# Transferring content to new TIVO.



## westfw (Oct 9, 2004)

I'm a bit behind. I have an old series 2 TIVO, upgraded to two disks (and about 400GB?) (upgraded using WeaKnees accessories, but an OEM drive.)

Then, some time ago, I purchased a TIVO HD (TCD652160) with 1TB drive from WeaKnees.) It has been languishing in its box :-(

Is there a way to move the recordings from the old TIVO drives to the new TIVO? I'm hoping for something much faster than "copy over network to PC, then from PC back to new TIVO"; perhaps involving "put the old drive and the new drive in a x86 box, boot a linux rescue CD, and copy all the files from xxx to yyy." (I have plenty of spare x86 boxes lying around, and I'm not concerned about moving disks in and out of them.)


----------



## ThAbtO (Apr 6, 2000)

Transferring is the only way to copy over from TiVo to/from another Tivo/PC. Each tivo uses its own service numbers and media access keys to encode recordings.


----------



## unitron (Apr 28, 2006)

westfw said:


> I'm a bit behind. I have an old series 2 TIVO, upgraded to two disks (and about 400GB?) (upgraded using WeaKnees accessories, but an OEM drive.)
> 
> Then, some time ago, I purchased a TIVO HD (TCD652160) with 1TB drive from WeaKnees.) It has been languishing in its box :-(
> 
> Is there a way to move the recordings from the old TIVO drives to the new TIVO? I'm hoping for something much faster than "copy over network to PC, then from PC back to new TIVO"; perhaps involving "put the old drive and the new drive in a x86 box, boot a linux rescue CD, and copy all the files from xxx to yyy." (I have plenty of spare x86 boxes lying around, and I'm not concerned about moving disks in and out of them.)


You can copy them (TiVo calls it transfer, but the original is left intact) either from TiVo to computer to TiVo, or from TiVo to TiVo.

Neither way is going to be as fast as you want it to be, or as fast as it would be if we were talking regular computer files.

> _Short task_
Please copy out the TiVo transfer thread word for word, from its title to its last line. The records that follow come from a separate source.

> _Supplied information_
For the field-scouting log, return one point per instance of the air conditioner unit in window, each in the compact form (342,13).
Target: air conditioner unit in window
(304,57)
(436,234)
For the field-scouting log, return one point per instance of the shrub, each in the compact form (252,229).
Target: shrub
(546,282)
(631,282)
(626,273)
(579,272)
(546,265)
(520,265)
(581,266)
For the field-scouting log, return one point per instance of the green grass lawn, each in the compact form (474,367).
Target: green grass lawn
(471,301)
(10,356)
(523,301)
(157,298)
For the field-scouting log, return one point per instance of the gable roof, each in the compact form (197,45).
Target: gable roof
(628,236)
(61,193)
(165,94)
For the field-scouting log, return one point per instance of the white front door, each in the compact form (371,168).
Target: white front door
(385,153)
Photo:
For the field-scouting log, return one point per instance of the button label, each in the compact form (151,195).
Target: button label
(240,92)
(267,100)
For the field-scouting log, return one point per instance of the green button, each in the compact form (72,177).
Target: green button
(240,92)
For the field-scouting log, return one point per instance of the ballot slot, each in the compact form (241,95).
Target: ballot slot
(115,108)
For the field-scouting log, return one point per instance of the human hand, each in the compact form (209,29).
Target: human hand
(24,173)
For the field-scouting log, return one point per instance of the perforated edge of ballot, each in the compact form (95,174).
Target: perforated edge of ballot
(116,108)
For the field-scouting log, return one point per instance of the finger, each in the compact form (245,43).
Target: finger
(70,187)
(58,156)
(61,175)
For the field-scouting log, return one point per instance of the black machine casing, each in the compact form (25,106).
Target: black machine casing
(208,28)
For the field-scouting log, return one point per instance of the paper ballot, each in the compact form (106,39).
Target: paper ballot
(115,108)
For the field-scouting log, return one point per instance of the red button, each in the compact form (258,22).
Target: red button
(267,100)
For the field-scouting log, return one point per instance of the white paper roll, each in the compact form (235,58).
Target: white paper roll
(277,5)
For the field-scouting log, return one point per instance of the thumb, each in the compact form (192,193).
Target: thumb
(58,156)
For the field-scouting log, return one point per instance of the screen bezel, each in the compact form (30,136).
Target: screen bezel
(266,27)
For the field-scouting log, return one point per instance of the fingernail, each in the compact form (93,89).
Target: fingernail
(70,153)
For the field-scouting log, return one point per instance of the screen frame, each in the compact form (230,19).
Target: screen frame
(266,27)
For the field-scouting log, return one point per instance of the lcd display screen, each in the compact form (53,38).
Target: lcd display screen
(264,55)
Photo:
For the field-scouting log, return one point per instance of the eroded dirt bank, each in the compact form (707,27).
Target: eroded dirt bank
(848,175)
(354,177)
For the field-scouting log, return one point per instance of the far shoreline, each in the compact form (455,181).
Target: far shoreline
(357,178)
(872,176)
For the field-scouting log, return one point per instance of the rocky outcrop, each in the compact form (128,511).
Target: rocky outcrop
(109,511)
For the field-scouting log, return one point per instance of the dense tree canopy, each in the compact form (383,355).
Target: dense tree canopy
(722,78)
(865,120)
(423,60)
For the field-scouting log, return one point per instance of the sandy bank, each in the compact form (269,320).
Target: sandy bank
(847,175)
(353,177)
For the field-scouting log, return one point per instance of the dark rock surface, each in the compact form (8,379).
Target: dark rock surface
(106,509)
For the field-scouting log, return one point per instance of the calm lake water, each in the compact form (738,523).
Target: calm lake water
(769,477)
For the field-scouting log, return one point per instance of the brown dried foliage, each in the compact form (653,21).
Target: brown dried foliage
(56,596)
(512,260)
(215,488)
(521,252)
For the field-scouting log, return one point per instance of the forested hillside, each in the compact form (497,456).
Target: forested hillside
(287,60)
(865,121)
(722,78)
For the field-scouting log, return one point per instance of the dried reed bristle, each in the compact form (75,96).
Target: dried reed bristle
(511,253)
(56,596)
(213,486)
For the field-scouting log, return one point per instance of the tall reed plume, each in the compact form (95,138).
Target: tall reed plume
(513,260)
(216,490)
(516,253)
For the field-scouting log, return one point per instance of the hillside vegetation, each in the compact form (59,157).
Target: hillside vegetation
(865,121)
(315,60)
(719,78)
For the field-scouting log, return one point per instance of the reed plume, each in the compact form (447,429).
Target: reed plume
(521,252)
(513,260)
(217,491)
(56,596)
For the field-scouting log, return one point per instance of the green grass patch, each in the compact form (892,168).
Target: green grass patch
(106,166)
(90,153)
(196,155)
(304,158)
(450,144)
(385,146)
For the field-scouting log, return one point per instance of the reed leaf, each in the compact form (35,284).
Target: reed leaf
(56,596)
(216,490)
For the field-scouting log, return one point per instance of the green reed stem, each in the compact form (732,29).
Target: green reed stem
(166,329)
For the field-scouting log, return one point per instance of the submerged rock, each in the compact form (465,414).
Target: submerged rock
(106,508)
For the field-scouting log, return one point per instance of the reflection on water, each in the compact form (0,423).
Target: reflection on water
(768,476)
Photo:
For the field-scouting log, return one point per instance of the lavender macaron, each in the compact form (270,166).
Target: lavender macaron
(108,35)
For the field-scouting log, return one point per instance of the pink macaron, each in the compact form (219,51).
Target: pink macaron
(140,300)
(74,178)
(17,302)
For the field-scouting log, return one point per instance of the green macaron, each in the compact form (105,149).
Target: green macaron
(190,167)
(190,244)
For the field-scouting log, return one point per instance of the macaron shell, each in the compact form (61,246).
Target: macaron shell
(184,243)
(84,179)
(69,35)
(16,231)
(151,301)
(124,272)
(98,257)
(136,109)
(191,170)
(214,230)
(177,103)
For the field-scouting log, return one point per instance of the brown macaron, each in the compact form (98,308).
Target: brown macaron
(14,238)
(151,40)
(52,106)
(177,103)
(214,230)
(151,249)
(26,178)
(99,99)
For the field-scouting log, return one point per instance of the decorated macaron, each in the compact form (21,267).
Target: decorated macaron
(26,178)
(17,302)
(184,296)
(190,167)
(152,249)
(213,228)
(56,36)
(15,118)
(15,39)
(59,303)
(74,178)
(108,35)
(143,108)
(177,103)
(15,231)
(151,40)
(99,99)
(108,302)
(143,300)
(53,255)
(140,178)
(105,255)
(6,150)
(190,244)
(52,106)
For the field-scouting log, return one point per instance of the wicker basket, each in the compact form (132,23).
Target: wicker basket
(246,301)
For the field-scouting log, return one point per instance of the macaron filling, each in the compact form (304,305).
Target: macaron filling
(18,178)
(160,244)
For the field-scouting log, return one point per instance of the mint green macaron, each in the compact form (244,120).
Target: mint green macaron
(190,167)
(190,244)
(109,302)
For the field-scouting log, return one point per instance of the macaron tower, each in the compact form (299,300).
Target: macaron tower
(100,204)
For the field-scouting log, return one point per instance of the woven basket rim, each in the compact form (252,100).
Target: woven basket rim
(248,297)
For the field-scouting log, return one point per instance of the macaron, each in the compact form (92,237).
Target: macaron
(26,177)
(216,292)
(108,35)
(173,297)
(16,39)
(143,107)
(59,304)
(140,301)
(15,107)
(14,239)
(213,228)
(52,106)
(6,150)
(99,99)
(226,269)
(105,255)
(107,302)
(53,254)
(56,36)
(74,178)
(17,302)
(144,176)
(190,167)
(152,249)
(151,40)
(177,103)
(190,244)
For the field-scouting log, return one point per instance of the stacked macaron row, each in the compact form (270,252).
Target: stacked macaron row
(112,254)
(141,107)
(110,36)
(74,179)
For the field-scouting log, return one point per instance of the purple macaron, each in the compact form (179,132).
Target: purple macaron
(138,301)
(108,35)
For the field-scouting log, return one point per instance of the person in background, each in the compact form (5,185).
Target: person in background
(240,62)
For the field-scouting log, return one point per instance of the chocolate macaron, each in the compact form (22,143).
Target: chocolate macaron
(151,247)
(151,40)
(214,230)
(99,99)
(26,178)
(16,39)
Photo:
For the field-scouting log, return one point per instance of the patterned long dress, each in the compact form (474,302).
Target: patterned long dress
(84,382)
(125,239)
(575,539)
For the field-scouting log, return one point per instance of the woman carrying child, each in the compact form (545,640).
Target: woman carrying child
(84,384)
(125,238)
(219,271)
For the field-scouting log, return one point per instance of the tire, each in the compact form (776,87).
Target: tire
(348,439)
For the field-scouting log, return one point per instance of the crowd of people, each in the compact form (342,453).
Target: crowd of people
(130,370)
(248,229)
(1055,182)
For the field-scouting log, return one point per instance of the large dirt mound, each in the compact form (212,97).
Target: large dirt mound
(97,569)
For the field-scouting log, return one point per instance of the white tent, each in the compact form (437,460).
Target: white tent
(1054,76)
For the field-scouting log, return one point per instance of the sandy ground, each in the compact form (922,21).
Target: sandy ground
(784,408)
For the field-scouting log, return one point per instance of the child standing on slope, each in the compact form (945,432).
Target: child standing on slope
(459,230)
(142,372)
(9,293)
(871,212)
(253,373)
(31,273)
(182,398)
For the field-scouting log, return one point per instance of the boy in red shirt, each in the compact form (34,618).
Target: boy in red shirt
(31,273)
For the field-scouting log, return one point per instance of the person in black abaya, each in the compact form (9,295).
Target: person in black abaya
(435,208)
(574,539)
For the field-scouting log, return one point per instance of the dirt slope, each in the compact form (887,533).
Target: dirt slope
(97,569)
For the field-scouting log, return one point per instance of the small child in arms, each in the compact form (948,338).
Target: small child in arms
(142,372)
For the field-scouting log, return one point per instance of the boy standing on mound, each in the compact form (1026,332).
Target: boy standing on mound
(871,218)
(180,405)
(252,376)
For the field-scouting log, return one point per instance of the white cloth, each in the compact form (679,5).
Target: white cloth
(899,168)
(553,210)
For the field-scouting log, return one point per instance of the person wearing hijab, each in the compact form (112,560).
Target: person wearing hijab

> _Exercise output_
# Transferring content to new TIVO.



## westfw (Oct 9, 2004)

I'm a bit behind. I have an old series 2 TIVO, upgraded to two disks (and about 400GB?) (upgraded using WeaKnees accessories, but an OEM drive.)

Then, some time ago, I purchased a TIVO HD (TCD652160) with 1TB drive from WeaKnees.) It has been languishing in its box :-(

Is there a way to move the recordings from the old TIVO drives to the new TIVO? I'm hoping for something much faster than "copy over network to PC, then from PC back to new TIVO"; perhaps involving "put the old drive and the new drive in a x86 box, boot a linux rescue CD, and copy all the files from xxx to yyy." (I have plenty of spare x86 boxes lying around, and I'm not concerned about moving disks in and out of them.)


----------



## ThAbtO (Apr 6, 2000)

Transferring is the only way to copy over from TiVo to/from another Tivo/PC. Each tivo uses its own service numbers and media access keys to encode recordings.


----------



## unitron (Apr 28, 2006)

westfw said:


> I'm a bit behind. I have an old series 2 TIVO, upgraded to two disks (and about 400GB?) (upgraded using WeaKnees accessories, but an OEM drive.)
> 
> Then, some time ago, I purchased a TIVO HD (TCD652160) with 1TB drive from WeaKnees.) It has been languishing in its box :-(
> 
> Is there a way to move the recordings from the old TIVO drives to the new TIVO? I'm hoping for something much faster than "copy over network to PC, then from PC back to new TIVO"; perhaps involving "put the old drive and the new drive in a x86 box, boot a linux rescue CD, and copy all the files from xxx to yyy." (I have plenty of spare x86 boxes lying around, and I'm not concerned about moving disks in and out of them.)


You can copy them (TiVo calls it transfer, but the original is left intact) either from TiVo to computer to TiVo, or from TiVo to TiVo.

Neither way is going to be as fast as you want it to be, or as fast as it would be if we were talking regular computer files.